I know it's all to do with the blinding inefficiencies of my implementation, which is pretty much brute-force. Any help with speeding it up would be more than appreciated.



if ((Keyboard.GetState().IsKeyDown(Keys.A) && NewGenerationReady) || Keyboard.GetState().IsKeyDown(Keys.S))
{
NewGenerationReady = false;

for (int i = 1; i < (Window.ClientBounds.Width/8)-1; i++)
for (int j = 1; j < (Window.ClientBounds.Height/8)-1; j++)
{
CellArray[i, j].neighbors = 0;
if (CellArray[i - 1, j].alive)
CellArray[i, j].neighbors++;

if (CellArray[i - 1, j - 1].alive)
CellArray[i, j].neighbors++;

if (CellArray[i - 1, j + 1].alive)
CellArray[i, j].neighbors++;

if (CellArray[i + 1, j].alive)
CellArray[i, j].neighbors++;

if (CellArray[i, j - 1].alive)
CellArray[i, j].neighbors++;

if (CellArray[i + 1, j - 1].alive)
★ ★ ★ ★ ★ ★ ★
> _Challenge 1_
From the records, copy out word for word every line from the one containing "Each instance of the green frog" through the last line of the records, both ends included.
> _Challenge 2_
Pick up the forum post about speeding up slow neighbor-counting code right after its last line, and keep writing.

Raw records
★ ★ ★ ★ ★ ★ ★
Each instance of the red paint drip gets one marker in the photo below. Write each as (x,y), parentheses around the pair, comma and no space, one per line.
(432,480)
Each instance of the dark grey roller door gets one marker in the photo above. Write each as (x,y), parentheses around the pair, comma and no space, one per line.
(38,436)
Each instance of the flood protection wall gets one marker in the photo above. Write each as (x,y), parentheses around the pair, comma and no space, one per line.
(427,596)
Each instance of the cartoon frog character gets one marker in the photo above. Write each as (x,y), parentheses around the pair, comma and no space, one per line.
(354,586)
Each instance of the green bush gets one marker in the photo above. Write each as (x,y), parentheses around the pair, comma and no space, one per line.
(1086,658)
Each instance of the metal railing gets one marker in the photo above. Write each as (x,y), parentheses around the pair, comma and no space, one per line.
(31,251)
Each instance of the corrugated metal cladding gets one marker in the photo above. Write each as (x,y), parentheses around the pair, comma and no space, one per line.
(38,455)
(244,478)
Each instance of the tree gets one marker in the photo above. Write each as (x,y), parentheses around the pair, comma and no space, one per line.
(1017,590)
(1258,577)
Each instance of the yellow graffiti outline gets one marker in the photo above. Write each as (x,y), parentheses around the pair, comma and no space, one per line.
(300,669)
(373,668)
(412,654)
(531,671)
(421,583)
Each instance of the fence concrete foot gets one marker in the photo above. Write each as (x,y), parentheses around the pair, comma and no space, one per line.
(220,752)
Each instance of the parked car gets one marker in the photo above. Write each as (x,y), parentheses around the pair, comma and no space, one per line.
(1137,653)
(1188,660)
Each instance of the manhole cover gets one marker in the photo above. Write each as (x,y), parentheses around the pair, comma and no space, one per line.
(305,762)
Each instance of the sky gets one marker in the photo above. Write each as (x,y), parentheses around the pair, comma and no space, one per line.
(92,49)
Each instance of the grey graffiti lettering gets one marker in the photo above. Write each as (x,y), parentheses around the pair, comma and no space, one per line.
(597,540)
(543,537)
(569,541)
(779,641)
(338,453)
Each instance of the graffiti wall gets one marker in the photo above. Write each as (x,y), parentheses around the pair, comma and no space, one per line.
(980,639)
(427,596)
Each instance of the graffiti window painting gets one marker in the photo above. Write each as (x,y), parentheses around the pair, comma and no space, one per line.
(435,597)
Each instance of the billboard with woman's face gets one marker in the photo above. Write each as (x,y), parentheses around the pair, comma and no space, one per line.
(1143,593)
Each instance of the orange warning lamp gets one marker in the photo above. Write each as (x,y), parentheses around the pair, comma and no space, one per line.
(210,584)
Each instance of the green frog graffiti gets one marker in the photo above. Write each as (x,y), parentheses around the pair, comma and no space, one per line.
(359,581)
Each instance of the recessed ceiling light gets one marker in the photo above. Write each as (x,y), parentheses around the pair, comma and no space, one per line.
★ ★ ★ ★ ★ ★ ★
> _Response 1_
Each instance of the green frog graffiti gets one marker in the photo above. Write each as (x,y), parentheses around the pair, comma and no space, one per line.
(359,581)
Each instance of the recessed ceiling light gets one marker in the photo above. Write each as (x,y), parentheses around the pair, comma and no space, one per line.

> _Response 2_
CellArray[i, j].neighbors++;

if (CellArray[i + 1, j + 1].alive)
CellArray[i, j].neighbors++;

if (CellArray[i, j + 1].alive)
CellArray[i, j].neighbors++;
}

foreach (Cell c in CellArray)
{
if (c.alive)
{
if (c.neighbors == 2)
c.alive = true;
else if (c.neighbors == 3)
c.alive = true;
else
c.alive = false;
}
else if (!c.alive)
{
if (c.neighbors == 3)
c.alive = true;
}

}
}




Current implementation of the game, at least the part relevant to this question.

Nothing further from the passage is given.